Gelobet sei das Land, in dem Schauspielerinnen in Ruhe altern dürfen. Filme wie Marvins Töchter von Jerry Zaks versöhnen einen mit Schmu wie Zeit der Zärtlichkeit, mit der aufgerödelten Oma Shirley McLaine. Die Hollywood'schen Traumfabriken schaffen es immer wieder, ihre Sucht nach Schönheit und Perfektion, ihre Angst vor Krankheit, Verfall und Tod zu persiflieren (Der Tod steht ihr gut) oder, wie in Marvins Töchter, das Unvermeidliche in erstaunlich kitschfreie Bildern zu bannen. Der Realismus geht dabei nicht so weit, sich in unappetitlichen Details zu suhlen, allzuviel möchte man dem zahlenden Publikum nicht zumuten. Und zur biblischen Schuld-Sühne-Ätsch-Bätsch-Verquickung taugen Marvins Töchter auch nicht: das Schicksal schlägt höchst ungerecht zu.

Auszüge aus einem Datensatz

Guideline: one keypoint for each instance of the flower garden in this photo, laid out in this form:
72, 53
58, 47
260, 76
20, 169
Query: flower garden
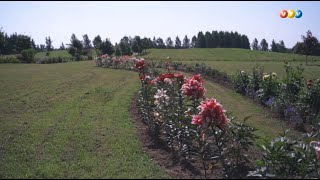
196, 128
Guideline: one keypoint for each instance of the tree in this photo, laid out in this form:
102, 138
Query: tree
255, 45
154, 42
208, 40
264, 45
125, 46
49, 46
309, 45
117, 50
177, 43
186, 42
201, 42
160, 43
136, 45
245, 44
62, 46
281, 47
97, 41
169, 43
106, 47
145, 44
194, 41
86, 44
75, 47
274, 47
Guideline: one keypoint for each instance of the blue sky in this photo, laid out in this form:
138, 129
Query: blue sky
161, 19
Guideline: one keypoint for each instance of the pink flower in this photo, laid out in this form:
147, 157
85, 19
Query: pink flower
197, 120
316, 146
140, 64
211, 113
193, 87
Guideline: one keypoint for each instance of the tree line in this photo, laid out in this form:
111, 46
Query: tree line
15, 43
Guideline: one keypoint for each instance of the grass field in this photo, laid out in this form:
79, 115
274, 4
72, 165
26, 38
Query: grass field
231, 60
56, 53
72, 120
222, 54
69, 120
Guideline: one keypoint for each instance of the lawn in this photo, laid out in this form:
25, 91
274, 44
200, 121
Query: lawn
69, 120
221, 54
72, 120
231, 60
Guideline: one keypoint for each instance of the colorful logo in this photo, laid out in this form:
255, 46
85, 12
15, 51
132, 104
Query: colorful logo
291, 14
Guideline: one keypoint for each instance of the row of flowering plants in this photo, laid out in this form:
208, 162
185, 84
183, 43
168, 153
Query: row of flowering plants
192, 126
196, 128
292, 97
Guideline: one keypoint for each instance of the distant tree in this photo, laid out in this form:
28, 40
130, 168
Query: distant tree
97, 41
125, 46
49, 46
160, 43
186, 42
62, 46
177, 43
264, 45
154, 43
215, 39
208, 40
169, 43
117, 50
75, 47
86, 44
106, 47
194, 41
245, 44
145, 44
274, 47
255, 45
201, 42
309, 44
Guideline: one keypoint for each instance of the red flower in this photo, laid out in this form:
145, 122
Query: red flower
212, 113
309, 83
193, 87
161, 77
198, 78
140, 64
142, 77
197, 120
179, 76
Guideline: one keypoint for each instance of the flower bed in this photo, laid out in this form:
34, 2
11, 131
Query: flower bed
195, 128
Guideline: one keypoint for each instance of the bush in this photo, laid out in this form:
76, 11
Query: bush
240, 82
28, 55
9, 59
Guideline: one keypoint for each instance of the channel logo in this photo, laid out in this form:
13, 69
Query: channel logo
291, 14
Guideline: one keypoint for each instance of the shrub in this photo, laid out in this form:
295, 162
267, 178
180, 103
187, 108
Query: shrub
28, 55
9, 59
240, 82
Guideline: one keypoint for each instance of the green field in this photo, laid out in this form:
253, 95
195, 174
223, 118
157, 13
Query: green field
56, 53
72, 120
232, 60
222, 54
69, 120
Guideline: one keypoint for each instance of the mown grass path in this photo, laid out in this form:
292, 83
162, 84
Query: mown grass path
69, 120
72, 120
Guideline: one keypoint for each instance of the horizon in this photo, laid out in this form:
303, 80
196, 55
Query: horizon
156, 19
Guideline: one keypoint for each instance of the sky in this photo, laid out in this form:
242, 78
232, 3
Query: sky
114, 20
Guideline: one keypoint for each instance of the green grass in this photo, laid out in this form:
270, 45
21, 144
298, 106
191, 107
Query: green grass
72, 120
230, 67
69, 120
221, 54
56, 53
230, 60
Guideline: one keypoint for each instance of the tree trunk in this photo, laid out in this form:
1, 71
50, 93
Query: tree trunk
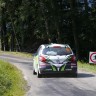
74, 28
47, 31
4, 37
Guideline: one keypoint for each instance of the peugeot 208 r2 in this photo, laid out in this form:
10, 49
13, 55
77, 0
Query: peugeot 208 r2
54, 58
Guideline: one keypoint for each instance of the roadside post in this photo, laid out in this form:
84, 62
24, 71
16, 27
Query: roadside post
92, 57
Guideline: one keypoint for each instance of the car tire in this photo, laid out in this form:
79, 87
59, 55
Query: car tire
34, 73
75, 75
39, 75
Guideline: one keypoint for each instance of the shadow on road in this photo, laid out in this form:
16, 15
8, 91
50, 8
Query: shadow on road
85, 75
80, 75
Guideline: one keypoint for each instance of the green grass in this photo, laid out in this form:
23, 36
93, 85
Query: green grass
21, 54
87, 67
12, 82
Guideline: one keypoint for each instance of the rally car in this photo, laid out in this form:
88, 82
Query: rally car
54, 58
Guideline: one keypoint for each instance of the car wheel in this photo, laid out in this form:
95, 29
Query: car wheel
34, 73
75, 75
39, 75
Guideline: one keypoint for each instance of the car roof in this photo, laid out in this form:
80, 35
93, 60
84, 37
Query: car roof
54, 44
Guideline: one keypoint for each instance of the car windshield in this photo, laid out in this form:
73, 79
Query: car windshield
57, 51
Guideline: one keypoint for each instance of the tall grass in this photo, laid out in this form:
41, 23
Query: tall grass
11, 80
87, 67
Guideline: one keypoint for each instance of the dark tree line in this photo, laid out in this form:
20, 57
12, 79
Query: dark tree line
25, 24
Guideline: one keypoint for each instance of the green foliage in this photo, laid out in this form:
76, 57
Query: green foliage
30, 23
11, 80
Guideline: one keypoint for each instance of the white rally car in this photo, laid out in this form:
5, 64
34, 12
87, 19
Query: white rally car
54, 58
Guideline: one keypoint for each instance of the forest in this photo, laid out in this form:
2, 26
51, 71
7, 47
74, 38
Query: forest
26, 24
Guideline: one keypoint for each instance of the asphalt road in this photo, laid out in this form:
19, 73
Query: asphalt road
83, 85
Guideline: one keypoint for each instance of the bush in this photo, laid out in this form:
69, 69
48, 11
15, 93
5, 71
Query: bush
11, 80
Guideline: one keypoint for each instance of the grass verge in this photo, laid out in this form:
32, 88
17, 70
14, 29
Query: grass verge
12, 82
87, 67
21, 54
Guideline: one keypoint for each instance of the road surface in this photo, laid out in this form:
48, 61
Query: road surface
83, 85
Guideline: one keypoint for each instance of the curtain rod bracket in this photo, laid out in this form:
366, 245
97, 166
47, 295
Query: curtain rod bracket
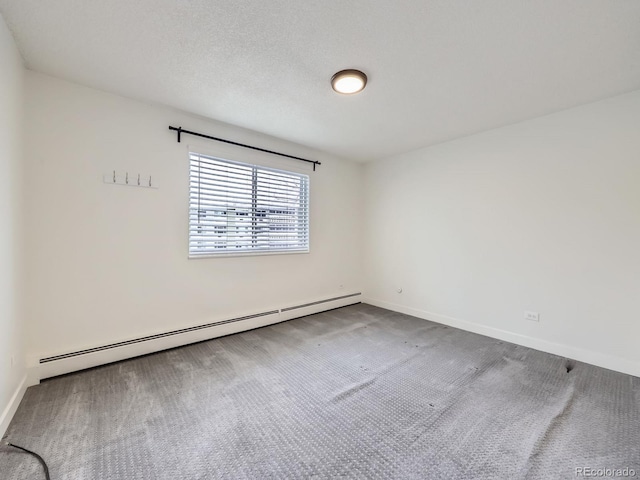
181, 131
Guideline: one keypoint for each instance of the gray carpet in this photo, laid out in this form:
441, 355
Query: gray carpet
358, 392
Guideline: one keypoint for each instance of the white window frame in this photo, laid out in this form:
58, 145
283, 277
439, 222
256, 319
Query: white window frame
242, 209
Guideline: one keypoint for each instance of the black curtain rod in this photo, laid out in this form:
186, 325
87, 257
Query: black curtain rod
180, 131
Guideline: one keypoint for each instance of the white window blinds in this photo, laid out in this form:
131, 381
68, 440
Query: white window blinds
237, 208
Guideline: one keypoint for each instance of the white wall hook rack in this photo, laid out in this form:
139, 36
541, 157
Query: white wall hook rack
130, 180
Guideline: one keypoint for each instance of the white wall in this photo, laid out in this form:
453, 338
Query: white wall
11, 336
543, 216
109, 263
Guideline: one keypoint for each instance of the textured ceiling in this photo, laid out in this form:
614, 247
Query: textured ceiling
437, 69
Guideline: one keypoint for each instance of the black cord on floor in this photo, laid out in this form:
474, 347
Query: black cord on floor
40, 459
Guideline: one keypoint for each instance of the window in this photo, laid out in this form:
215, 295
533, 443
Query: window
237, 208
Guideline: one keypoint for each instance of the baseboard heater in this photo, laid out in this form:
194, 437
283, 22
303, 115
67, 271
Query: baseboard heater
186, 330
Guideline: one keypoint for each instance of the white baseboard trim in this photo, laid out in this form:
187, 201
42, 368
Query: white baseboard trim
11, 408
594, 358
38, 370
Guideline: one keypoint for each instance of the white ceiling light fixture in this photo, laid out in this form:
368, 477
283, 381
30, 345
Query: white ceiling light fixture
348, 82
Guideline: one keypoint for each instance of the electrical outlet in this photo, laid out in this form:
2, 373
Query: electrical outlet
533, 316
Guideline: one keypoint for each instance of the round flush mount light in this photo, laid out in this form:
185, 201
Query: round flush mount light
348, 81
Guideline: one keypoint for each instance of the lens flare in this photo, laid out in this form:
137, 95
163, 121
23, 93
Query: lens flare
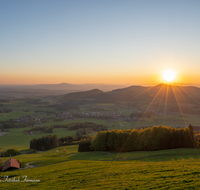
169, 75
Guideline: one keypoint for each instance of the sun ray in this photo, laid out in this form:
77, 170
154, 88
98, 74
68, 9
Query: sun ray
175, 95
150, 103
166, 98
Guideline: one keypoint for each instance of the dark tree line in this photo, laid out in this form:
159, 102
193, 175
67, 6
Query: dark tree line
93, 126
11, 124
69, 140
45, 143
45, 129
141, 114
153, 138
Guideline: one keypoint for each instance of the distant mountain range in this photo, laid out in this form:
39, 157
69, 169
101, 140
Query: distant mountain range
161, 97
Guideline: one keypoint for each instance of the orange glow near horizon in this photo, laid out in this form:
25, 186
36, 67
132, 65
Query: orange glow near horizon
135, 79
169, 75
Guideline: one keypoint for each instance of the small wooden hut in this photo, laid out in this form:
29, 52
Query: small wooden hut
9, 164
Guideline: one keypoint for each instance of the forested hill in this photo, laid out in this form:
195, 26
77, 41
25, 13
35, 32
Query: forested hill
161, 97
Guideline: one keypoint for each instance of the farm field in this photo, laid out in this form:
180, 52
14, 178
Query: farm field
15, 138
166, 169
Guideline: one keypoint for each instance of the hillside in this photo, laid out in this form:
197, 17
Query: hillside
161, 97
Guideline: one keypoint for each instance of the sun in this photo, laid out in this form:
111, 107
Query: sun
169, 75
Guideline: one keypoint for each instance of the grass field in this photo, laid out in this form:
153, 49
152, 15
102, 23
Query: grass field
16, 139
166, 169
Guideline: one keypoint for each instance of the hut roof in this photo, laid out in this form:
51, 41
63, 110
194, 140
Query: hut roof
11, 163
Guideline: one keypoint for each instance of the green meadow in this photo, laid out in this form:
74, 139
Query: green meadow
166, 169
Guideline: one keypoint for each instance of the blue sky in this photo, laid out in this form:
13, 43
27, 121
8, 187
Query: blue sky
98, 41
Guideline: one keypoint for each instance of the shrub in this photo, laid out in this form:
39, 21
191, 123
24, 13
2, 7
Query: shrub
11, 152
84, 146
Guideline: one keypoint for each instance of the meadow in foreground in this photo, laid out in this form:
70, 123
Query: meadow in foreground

### Zu beantwortende Fragen:
a. Nenne alle Filmtitel, die im Textauszug vorkommen.
b. Ersetze im Textauszug im Abschnitt von „Gelobet sei das“ bis „höchst ungerecht zu.“ das Wort „Publikum“ durch „Kinopublikum“ und gib den ganzen Abschnitt wieder.
Die Datensätze werden hier nicht gebraucht.

### Lösungen:
a. Marvins Töchter; Zeit der Zärtlichkeit; Der Tod steht ihr gut

b.
Gelobet sei das Land, in dem Schauspielerinnen in Ruhe altern dürfen. Filme wie Marvins Töchter von Jerry Zaks versöhnen einen mit Schmu wie Zeit der Zärtlichkeit, mit der aufgerödelten Oma Shirley McLaine. Die Hollywood'schen Traumfabriken schaffen es immer wieder, ihre Sucht nach Schönheit und Perfektion, ihre Angst vor Krankheit, Verfall und Tod zu persiflieren (Der Tod steht ihr gut) oder, wie in Marvins Töchter, das Unvermeidliche in erstaunlich kitschfreie Bildern zu bannen. Der Realismus geht dabei nicht so weit, sich in unappetitlichen Details zu suhlen, allzuviel möchte man dem zahlenden Kinopublikum nicht zumuten. Und zur biblischen Schuld-Sühne-Ätsch-Bätsch-Verquickung taugen Marvins Töchter auch nicht: das Schicksal schlägt höchst ungerecht zu.